┏━━

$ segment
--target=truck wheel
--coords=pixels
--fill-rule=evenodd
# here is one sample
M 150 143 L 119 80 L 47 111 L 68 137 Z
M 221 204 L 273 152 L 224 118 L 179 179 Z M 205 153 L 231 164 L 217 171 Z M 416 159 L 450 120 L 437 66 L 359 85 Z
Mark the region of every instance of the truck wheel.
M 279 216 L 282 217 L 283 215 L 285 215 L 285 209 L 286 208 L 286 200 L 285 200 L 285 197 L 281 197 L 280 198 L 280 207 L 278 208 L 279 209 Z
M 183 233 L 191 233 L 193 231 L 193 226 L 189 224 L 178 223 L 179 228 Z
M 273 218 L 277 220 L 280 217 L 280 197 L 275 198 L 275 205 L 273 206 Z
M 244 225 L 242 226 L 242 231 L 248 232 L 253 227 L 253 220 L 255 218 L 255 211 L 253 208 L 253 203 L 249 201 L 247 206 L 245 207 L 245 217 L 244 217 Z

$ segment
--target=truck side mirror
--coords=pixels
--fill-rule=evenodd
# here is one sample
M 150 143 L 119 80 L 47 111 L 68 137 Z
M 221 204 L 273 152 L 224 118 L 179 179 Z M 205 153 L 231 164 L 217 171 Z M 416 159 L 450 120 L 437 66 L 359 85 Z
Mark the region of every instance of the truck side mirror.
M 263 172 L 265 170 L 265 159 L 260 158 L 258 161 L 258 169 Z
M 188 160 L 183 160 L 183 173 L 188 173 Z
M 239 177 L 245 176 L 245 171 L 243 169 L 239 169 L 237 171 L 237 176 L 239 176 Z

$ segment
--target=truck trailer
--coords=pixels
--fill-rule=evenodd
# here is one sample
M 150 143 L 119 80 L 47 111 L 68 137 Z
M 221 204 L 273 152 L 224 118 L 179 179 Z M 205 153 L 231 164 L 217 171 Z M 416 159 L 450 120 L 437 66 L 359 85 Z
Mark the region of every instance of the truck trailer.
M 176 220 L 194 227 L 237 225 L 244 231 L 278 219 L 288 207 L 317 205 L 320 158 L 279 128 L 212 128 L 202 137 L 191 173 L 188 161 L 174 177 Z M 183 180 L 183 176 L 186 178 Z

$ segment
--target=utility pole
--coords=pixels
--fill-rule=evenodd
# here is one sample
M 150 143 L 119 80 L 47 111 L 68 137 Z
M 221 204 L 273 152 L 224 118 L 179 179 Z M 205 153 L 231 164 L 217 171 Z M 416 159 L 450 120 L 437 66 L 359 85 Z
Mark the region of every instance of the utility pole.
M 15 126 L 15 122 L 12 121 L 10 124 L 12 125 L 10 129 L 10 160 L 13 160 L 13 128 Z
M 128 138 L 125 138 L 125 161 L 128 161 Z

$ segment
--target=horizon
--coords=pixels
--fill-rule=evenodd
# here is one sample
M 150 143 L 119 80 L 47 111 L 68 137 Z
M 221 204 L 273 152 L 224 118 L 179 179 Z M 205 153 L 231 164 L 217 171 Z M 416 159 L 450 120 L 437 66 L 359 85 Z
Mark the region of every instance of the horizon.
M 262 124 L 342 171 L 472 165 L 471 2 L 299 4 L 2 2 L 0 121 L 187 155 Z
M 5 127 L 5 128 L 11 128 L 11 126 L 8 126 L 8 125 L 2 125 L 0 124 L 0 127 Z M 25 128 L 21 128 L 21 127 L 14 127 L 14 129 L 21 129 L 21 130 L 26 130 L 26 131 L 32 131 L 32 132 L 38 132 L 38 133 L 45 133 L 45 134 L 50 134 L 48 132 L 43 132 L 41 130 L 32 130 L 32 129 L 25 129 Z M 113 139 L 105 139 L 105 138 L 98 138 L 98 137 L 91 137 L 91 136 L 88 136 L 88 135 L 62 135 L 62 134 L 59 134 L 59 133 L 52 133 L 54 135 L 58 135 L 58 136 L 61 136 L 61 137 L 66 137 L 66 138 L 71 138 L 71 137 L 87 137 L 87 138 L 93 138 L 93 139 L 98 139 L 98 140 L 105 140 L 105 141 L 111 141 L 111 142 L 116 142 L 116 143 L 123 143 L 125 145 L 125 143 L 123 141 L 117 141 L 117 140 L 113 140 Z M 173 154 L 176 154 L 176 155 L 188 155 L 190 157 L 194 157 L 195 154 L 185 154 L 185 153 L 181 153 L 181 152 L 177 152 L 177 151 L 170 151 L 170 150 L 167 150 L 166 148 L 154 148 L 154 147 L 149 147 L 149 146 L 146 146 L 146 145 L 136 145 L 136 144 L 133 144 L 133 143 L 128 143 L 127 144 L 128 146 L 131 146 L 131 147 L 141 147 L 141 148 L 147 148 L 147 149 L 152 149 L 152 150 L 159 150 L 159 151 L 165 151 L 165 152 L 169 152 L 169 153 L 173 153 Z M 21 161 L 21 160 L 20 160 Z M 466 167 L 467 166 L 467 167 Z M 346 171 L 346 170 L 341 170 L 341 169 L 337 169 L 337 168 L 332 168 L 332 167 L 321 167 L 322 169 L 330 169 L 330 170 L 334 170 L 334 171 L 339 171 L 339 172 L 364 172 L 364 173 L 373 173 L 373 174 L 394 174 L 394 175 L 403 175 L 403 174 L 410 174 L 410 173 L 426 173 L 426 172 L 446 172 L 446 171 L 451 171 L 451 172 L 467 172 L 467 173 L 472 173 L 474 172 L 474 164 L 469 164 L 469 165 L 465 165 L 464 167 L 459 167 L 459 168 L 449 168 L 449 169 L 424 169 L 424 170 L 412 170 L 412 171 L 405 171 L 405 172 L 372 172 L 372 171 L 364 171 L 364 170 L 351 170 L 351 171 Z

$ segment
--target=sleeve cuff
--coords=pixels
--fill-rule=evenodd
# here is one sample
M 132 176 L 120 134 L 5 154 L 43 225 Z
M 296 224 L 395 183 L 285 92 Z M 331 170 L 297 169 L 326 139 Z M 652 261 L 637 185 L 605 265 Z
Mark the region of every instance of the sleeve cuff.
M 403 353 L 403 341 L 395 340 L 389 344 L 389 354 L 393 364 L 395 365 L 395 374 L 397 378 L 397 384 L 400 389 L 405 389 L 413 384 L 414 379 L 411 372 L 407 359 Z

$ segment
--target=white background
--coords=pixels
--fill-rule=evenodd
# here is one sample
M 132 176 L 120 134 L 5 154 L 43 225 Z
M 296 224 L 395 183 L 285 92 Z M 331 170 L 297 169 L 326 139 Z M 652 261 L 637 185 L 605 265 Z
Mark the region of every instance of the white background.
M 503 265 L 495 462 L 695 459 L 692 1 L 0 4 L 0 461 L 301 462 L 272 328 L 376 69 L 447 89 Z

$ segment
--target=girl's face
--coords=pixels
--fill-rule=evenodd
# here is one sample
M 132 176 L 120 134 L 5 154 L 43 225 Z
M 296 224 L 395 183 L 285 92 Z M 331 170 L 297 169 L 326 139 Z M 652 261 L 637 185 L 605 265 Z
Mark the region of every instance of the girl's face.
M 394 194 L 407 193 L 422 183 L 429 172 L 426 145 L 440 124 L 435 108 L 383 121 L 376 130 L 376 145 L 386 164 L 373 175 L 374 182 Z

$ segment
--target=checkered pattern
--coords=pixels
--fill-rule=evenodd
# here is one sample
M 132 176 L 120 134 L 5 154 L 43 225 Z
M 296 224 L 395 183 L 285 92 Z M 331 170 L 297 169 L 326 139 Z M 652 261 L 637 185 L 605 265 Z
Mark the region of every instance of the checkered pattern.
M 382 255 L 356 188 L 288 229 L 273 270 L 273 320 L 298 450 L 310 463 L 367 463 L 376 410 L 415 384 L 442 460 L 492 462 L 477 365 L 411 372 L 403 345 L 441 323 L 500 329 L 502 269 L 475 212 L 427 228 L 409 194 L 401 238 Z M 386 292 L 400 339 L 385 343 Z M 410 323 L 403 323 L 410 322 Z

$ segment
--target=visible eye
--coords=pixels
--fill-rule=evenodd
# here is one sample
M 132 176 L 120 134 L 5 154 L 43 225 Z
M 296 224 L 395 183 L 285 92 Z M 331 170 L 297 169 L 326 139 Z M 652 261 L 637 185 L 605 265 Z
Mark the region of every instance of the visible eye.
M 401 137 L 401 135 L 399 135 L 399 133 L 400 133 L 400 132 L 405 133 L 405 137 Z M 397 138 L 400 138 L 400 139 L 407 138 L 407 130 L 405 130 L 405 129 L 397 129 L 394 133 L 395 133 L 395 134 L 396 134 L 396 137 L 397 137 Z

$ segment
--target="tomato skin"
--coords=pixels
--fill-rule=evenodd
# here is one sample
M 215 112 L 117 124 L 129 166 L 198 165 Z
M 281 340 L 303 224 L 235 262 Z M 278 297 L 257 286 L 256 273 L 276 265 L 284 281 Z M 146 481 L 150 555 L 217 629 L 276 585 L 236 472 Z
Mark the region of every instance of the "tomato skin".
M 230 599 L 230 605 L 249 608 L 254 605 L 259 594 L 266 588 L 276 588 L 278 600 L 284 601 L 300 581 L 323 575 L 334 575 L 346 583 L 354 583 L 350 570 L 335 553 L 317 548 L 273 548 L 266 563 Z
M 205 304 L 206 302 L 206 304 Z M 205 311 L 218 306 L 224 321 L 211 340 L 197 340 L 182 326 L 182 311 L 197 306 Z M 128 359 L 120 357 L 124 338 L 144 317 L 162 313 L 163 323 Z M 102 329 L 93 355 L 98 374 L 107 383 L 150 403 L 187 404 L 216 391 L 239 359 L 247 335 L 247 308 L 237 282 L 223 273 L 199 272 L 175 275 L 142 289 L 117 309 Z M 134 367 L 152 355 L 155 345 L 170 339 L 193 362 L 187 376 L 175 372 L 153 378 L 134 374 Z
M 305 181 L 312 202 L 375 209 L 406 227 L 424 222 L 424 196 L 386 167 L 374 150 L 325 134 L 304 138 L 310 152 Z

┗━━

Prompt => Pull out every line of the records that contains the string "target". Case counts.

Response =>
--target=truck wheel
--target=truck side mirror
--target=truck trailer
--target=utility pole
--target=horizon
--target=sleeve cuff
--target=white background
--target=girl's face
--target=checkered pattern
--target=visible eye
--target="tomato skin"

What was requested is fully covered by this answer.